Task objective: Update the rows from the beginning through the line containing "M26 138L23 138L21", changing "orange hose on ground" to "garden hose on the ground" and leaving everything else as it is. Give only those lines.

Records shown:

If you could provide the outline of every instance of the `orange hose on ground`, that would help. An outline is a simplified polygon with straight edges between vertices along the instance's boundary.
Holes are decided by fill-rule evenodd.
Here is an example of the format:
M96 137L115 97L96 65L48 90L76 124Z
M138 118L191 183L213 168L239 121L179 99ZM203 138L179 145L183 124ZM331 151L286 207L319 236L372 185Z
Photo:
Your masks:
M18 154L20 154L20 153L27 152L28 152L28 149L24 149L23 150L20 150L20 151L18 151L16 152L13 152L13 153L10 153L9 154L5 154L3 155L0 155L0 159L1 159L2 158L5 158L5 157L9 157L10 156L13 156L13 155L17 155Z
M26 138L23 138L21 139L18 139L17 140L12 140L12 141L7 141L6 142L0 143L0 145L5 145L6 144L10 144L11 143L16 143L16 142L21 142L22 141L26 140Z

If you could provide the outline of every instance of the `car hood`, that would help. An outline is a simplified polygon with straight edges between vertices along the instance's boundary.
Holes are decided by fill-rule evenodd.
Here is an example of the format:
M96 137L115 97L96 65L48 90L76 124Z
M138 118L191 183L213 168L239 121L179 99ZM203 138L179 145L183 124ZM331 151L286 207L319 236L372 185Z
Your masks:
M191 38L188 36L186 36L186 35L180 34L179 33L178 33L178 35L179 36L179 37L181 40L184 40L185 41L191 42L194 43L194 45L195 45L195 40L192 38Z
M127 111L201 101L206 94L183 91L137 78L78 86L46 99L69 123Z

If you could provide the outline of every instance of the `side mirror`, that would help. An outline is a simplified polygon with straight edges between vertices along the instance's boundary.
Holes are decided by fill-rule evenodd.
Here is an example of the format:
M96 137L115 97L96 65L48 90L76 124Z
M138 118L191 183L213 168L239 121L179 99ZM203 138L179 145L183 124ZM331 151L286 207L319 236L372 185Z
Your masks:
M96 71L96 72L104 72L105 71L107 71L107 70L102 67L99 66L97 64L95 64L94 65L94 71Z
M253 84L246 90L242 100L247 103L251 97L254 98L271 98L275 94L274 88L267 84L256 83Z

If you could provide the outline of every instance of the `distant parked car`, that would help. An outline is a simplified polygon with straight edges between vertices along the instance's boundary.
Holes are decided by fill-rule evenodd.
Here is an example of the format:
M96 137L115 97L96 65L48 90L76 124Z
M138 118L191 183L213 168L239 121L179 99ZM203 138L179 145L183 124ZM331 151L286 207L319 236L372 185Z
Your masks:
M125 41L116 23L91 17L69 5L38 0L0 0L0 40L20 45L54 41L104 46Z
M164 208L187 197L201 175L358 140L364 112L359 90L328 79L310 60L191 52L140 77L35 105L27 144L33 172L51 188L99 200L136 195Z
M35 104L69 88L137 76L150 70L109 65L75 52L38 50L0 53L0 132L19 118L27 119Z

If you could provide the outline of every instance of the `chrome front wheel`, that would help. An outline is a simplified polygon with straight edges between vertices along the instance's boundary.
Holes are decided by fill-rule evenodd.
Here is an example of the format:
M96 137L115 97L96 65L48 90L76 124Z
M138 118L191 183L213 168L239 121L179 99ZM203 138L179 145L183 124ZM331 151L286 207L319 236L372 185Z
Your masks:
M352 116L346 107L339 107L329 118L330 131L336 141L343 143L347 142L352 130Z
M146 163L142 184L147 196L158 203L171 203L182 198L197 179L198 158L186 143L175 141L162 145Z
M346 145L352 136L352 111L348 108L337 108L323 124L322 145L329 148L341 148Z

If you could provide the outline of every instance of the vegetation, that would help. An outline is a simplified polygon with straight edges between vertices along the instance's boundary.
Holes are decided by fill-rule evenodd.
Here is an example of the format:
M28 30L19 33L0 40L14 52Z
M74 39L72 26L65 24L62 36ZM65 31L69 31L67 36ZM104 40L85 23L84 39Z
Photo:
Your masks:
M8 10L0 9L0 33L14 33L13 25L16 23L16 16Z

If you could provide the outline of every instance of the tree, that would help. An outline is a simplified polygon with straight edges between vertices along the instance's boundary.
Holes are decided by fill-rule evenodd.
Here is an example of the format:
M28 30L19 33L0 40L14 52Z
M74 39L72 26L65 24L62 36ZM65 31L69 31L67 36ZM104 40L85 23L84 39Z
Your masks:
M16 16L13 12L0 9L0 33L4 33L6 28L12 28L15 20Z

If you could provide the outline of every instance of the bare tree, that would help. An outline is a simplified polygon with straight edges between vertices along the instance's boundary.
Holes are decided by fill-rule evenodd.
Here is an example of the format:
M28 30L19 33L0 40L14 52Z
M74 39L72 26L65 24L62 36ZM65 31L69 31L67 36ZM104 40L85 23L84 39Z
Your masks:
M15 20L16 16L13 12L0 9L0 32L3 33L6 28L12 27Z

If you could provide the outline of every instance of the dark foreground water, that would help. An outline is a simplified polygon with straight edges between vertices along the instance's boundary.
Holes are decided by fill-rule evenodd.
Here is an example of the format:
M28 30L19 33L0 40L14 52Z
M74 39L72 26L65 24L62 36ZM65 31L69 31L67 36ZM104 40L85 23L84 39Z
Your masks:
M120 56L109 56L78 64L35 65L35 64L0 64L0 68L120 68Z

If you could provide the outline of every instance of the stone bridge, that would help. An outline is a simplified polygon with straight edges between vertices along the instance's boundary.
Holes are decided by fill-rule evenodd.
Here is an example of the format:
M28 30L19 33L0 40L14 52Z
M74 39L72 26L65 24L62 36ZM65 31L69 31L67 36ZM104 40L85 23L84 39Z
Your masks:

Result of this exercise:
If you could provide the outline of every instance of the `garden hose on the ground`, that would help. An outline is a simplified polygon with straight edges between vertices along the instance's boundary.
Holes are decided by fill-rule evenodd.
Here is an example of the format:
M96 137L115 97L96 65L48 90L76 124Z
M138 118L191 183L213 168L239 121L179 99ZM203 138L179 145L183 124ZM331 151L286 207L319 236L372 185Z
Photo:
Your masks:
M18 154L20 154L20 153L27 152L28 152L28 149L24 149L23 150L20 150L20 151L18 151L16 152L13 152L13 153L10 153L9 154L5 154L3 155L0 155L0 159L1 159L2 158L5 158L5 157L9 157L10 156L13 156L13 155L17 155Z
M26 138L23 138L21 139L18 139L17 140L12 140L12 141L7 141L6 142L0 143L0 145L5 145L6 144L10 144L11 143L16 143L16 142L21 142L22 141L26 140Z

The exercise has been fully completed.